Como escreveu Hungria (op. cit., p. 125), o Projeto Sá Pereira, no art.130, n. IV, incluía entre as atenuantes genéricas a circunstância de haver o delinqüente cedido "à piedade, provocada por situação irremediável de sofrimento em que estivesse a vítima, e às súplicas", e, no art. 189, dispunha que "àquele que matou alguém nas condições precisas do art. 130, n. IV, descontar-se-á por metade a pena de prisão em que incorrer, podendo o Juiz convertê-la em detenção". No Projeto da Subcomissão Legislativa (Sá Pereira, Evaristo de Morais, Bulhões Pedreira), já não se contemplava expressamente o homicídio compassivo como delictum exceptum, mantendo-se, entretanto, a atenuante genérica que figurava no inc. IV do art. 130 do Projeto anterior. Também o atual Código (Dec.-Lei 2.848/40) não cuida explicitamente do crime por piedade. As alterações introduzidas pelas Leis 6.416/77 e 7.209/84 não trataram do assunto em questão".

O Código Penal Brasileiro Atual não fala em eutanásia explicitamente, mas em "homicídio privilegiado". Os médicos dividem a prática da morte assistida em dois tipos: ativa (com o uso de medicamentos que induzam à morte) e passiva ou ortotanásia (a omissão ou a interrupção do tratamento). Hodiernamente, no caso de um médico realizar eutanásia, o profissional pode ser condenado por crime de homicídio – com pena de prisão de 12 a 30 anos – ou auxílio ao suicídio – prisão de dois a seis anos.

No mesmo diploma legal, a Eutanásia passiva, tema de nosso maior interesse, está atualmente tipificada como crime previsto no artigo 135, intitulado omissão de socorro.

"Art. 135. Deixar de prestar assistência, quando possível faze-lo sem risco, à criança abandonada ou extraviada, ou a pessoa inválida ou ferida, ao desamparado ou em grave e eminente perigo; ou não pedir, nesses casos socorro da autoridade pública:

Pena – detenção, de um a seis meses, ou multa.

Parágrafo único. A pena é aumentada da metade, se da omissão resultar lesão corporal de natureza grave, e triplica, se resulta a morte." (Grifo nosso)

Bem próximo da eutanásia está o suicídio assistido, mas não se confundem. Nem o suicídio assistido se confunde com a indução, instigação ou auxílio ao suicídio, crime tipificado no artigo 122 do Código Penal. Na eutanásia, o médico age ou omite-se. Dessa ação ou omissão surge diretamente a morte. No suicídio assistido, a morte não depende diretamente da ação de terceiro. Ela é conseqüência de uma ação do próprio paciente, que pode ter sido orientado ou auxiliado por esse terceiro.

2. Projeto de Lei nº 125/96

O projeto nº 125/96 foi o único projeto de lei sobre o assunto da legalização da eutanásia no Brasil tramitando no Congresso, que nunca foi colocado em votação, da autoria do senador Gilvam Borges, do PMDB do Amapá.

- Lista de dados
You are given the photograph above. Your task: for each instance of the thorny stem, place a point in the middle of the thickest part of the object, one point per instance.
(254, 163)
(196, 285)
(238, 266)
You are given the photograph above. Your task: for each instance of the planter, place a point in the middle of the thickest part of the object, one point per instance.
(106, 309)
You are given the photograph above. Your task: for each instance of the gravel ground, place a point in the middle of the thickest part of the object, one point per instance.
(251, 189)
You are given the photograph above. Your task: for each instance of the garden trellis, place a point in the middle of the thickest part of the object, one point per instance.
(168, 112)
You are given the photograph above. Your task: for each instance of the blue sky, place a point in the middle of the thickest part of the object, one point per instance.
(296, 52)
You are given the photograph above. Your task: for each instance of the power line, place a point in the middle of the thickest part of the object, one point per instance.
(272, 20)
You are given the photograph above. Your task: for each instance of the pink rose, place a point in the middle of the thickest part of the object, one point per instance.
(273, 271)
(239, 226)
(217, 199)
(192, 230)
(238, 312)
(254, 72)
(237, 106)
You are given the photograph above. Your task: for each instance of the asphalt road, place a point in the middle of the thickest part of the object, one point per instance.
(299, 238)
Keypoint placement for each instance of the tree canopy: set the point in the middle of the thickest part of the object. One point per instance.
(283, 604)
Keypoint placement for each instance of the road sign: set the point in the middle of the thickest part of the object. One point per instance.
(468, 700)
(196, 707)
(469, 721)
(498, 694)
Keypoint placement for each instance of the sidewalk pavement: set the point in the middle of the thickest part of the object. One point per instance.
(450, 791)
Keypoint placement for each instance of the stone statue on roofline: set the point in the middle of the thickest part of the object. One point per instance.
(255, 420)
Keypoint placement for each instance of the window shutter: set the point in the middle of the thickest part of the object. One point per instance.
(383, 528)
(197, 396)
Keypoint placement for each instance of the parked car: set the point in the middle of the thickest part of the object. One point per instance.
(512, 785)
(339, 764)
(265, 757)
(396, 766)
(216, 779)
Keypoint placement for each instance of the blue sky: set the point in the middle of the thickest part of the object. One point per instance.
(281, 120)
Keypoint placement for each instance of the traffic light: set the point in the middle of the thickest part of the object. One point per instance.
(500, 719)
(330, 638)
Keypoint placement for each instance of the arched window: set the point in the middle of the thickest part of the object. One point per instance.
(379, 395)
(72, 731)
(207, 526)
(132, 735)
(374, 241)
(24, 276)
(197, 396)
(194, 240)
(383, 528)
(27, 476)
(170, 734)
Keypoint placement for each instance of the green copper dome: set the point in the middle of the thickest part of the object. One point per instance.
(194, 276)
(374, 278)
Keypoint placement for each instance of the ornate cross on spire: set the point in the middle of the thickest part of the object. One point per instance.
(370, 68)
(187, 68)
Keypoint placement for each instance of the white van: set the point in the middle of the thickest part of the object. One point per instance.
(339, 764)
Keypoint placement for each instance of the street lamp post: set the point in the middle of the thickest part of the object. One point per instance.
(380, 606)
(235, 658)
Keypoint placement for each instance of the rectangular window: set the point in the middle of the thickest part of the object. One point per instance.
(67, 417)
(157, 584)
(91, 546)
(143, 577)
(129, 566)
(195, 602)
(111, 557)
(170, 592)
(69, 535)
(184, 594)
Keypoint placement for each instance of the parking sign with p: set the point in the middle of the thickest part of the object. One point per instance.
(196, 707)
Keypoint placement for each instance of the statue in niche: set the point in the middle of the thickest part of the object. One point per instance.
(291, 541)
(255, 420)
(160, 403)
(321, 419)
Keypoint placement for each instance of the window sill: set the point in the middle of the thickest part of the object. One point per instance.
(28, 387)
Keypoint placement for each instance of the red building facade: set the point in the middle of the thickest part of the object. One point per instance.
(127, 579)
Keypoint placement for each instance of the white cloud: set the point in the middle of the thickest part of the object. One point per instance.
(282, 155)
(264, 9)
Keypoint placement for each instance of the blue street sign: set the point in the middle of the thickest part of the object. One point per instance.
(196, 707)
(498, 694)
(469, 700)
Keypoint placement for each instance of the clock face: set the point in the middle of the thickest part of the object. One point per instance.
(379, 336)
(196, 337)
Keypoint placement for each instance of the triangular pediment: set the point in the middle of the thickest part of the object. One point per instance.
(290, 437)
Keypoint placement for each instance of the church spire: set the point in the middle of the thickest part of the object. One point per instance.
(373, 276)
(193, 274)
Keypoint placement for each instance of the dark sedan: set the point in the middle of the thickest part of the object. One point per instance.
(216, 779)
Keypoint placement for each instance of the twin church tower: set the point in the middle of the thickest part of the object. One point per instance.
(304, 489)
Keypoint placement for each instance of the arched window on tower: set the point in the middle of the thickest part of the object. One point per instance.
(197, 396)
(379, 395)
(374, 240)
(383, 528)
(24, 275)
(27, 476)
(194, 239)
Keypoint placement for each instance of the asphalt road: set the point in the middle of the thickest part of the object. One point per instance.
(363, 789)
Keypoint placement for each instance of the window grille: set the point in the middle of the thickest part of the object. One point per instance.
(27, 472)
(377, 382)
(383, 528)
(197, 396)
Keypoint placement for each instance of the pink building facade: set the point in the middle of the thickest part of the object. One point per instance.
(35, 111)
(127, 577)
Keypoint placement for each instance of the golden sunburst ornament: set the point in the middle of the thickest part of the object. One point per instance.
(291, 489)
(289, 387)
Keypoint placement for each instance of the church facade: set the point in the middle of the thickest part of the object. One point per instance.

- Instruções 1
Segundo o texto sobre a eutanásia, em que artigo do Código Penal a eutanásia passiva está prevista como crime?
- Instruções 2
Devolva, sem mudar nada, o trecho do texto sobre a eutanásia que vai de "Pena – detenção, de" até "por esse terceiro.", incluindo esses dois pontos.

- Resultado 1
No artigo 135, que trata da omissão de socorro.

- Resultado 2
Pena – detenção, de um a seis meses, ou multa.

Parágrafo único. A pena é aumentada da metade, se da omissão resultar lesão corporal de natureza grave, e triplica, se resulta a morte." (Grifo nosso)

Bem próximo da eutanásia está o suicídio assistido, mas não se confundem. Nem o suicídio assistido se confunde com a indução, instigação ou auxílio ao suicídio, crime tipificado no artigo 122 do Código Penal. Na eutanásia, o médico age ou omite-se. Dessa ação ou omissão surge diretamente a morte. No suicídio assistido, a morte não depende diretamente da ação de terceiro. Ela é conseqüência de uma ação do próprio paciente, que pode ter sido orientado ou auxiliado por esse terceiro.